§ Task instructions
Rewrite the records below, substituting "foreground clicks" for every instance of "positive clicks" and changing nothing else.

(Extracted data entries)

========================================

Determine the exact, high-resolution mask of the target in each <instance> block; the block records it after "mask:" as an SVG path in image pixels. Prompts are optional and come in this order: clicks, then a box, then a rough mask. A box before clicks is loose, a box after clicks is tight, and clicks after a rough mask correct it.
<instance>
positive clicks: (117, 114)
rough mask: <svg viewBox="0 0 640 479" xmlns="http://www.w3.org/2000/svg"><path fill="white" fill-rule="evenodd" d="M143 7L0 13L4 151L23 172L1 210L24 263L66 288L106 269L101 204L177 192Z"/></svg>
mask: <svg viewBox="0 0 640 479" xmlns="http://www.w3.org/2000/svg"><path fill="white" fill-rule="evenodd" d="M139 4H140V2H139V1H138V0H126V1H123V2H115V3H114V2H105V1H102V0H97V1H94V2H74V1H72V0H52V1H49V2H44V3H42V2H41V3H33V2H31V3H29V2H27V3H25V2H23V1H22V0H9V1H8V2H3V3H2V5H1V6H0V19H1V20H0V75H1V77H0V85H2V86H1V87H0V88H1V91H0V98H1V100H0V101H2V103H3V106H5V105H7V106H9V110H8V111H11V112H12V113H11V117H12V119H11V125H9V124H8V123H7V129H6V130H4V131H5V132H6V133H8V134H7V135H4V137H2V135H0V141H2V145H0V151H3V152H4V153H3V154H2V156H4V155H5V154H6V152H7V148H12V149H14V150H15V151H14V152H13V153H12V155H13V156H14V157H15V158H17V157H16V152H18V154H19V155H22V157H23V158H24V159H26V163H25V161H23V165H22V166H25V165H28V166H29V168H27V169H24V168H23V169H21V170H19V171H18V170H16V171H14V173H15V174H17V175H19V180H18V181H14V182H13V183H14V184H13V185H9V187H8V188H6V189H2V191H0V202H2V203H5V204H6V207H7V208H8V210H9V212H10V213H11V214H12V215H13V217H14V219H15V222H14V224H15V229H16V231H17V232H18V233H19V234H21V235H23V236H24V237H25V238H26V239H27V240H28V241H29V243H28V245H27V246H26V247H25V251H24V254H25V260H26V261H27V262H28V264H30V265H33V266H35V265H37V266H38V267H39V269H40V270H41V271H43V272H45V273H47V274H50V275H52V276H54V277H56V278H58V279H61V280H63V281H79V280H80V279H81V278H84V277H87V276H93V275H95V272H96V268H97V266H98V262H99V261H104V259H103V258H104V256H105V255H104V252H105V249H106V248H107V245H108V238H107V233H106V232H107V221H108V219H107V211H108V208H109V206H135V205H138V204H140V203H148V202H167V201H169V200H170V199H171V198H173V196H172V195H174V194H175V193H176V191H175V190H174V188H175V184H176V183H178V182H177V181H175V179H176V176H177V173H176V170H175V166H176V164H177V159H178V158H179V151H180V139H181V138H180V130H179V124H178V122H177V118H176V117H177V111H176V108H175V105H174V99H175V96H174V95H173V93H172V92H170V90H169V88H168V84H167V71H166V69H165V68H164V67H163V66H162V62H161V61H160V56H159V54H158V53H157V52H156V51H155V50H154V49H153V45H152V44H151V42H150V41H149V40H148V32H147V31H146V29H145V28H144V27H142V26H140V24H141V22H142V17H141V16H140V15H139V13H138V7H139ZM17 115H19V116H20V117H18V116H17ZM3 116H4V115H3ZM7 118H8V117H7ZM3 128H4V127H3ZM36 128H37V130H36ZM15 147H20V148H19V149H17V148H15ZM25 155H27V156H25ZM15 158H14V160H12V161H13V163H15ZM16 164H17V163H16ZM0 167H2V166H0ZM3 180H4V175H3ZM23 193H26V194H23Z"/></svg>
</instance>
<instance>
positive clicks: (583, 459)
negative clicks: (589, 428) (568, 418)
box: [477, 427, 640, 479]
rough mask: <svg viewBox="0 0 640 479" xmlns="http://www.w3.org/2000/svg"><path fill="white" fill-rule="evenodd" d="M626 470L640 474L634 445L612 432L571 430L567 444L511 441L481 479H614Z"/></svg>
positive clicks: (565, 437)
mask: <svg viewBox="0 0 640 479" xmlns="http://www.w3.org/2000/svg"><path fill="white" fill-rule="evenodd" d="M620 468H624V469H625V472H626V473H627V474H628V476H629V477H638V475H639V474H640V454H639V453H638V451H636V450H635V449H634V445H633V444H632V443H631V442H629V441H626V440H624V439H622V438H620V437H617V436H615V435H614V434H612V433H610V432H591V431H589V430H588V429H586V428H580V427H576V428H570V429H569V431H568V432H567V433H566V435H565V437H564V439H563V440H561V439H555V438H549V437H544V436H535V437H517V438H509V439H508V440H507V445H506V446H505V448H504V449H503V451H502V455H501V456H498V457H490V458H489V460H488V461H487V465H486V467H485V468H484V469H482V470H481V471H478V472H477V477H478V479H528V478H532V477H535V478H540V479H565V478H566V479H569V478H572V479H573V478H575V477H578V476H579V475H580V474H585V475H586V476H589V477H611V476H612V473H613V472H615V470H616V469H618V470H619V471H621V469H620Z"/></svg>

========================================

§ Solution to the problem
Determine the exact, high-resolution mask of the target in each <instance> block; the block records it after "mask:" as an SVG path in image pixels. Prompts are optional and come in this order: clicks, then a box, then a rough mask. A box before clicks is loose, a box after clicks is tight, and clicks after a rough mask correct it.
<instance>
foreground clicks: (117, 114)
rough mask: <svg viewBox="0 0 640 479" xmlns="http://www.w3.org/2000/svg"><path fill="white" fill-rule="evenodd" d="M143 7L0 13L4 151L23 172L1 210L24 263L66 288L106 269L101 204L177 192Z"/></svg>
mask: <svg viewBox="0 0 640 479" xmlns="http://www.w3.org/2000/svg"><path fill="white" fill-rule="evenodd" d="M139 4H140V2H139V1H138V0H126V1H123V2H115V3H114V2H105V1H102V0H97V1H94V2H74V1H72V0H52V1H49V2H44V3H42V2H41V3H33V2H31V3H29V2H27V3H25V2H23V1H22V0H9V1H8V2H3V3H2V5H1V6H0V19H1V20H0V75H1V77H0V85H2V86H1V87H0V88H1V91H0V98H1V100H0V101H2V103H3V106H5V105H7V106H9V110H8V111H11V112H12V113H11V117H12V119H11V125H9V124H8V123H7V129H6V130H4V131H5V132H6V133H8V134H7V135H4V137H2V135H0V141H2V145H0V151H3V152H4V153H3V154H2V156H4V155H5V154H6V152H7V148H12V149H14V150H15V151H14V152H13V153H12V155H13V156H14V157H15V158H17V157H16V152H18V154H19V155H22V157H23V158H24V159H26V163H25V161H23V165H22V166H25V165H28V166H29V168H27V169H24V168H23V169H21V170H19V171H18V170H16V171H14V173H15V174H17V175H19V180H18V181H14V182H13V183H14V184H13V185H9V187H8V188H6V189H2V191H0V202H2V203H5V204H6V207H7V208H8V210H9V212H10V213H11V214H12V215H13V217H14V219H15V222H14V224H15V229H16V231H17V232H18V233H19V234H21V235H23V236H24V237H25V238H26V239H27V240H28V241H29V243H28V245H27V246H26V247H25V251H24V254H25V260H26V261H27V262H28V264H30V265H33V266H35V265H37V266H38V267H39V269H40V270H41V271H43V272H45V273H47V274H50V275H52V276H54V277H56V278H58V279H61V280H63V281H79V280H80V279H81V278H84V277H87V276H93V275H95V272H96V268H97V266H98V262H99V261H104V259H103V258H104V256H105V255H104V252H105V249H106V248H107V245H108V238H107V233H106V232H107V221H108V219H107V211H108V208H109V206H135V205H138V204H140V203H148V202H167V201H169V200H170V199H171V198H173V196H172V195H174V194H175V193H176V191H175V190H174V188H175V184H176V183H178V182H177V181H175V179H176V176H177V173H176V170H175V166H176V164H177V159H178V158H179V151H180V139H181V138H180V130H179V124H178V122H177V118H176V117H177V111H176V108H175V105H174V99H175V96H174V95H173V93H172V92H170V90H169V88H168V84H167V71H166V69H165V68H164V67H163V66H162V62H161V61H160V56H159V54H158V53H157V52H156V51H155V50H154V49H153V45H152V44H151V42H150V41H149V40H148V32H147V31H146V29H145V28H144V27H142V26H140V24H141V22H142V17H141V16H140V15H139V13H138V7H139ZM17 115H19V116H20V117H18V116H17ZM3 116H4V115H3ZM7 118H8V117H7ZM3 128H4V127H3ZM36 128H37V130H36ZM15 147H20V148H19V149H17V148H15ZM25 155H27V156H25ZM15 158H14V160H12V161H13V163H15ZM16 164H17V163H16ZM0 167H2V166H0ZM3 180H4V175H3ZM23 193H26V194H23Z"/></svg>
</instance>
<instance>
foreground clicks: (583, 459)
negative clicks: (589, 428) (568, 418)
box: [477, 427, 640, 479]
rough mask: <svg viewBox="0 0 640 479" xmlns="http://www.w3.org/2000/svg"><path fill="white" fill-rule="evenodd" d="M626 470L640 474L634 445L612 432L571 430L567 444L511 441L481 479H614Z"/></svg>
foreground clicks: (565, 437)
mask: <svg viewBox="0 0 640 479" xmlns="http://www.w3.org/2000/svg"><path fill="white" fill-rule="evenodd" d="M620 468H624V469H625V472H626V473H627V474H628V476H629V477H638V475H639V474H640V454H639V453H638V451H636V450H635V449H634V445H633V444H632V443H631V442H629V441H626V440H624V439H622V438H620V437H617V436H615V435H614V434H612V433H610V432H591V431H589V430H588V429H586V428H580V427H576V428H570V429H569V431H568V432H567V433H566V435H565V437H564V439H563V440H561V439H555V438H549V437H544V436H535V437H517V438H509V439H508V440H507V445H506V446H505V448H504V449H503V451H502V455H501V456H498V457H490V458H489V460H488V461H487V465H486V467H485V468H484V469H482V470H481V471H478V472H477V477H478V479H528V478H532V477H535V478H540V479H565V478H566V479H569V478H572V479H573V478H575V477H578V476H579V475H580V474H585V475H586V476H589V477H611V476H612V473H613V472H615V470H616V469H618V470H619V471H621V469H620Z"/></svg>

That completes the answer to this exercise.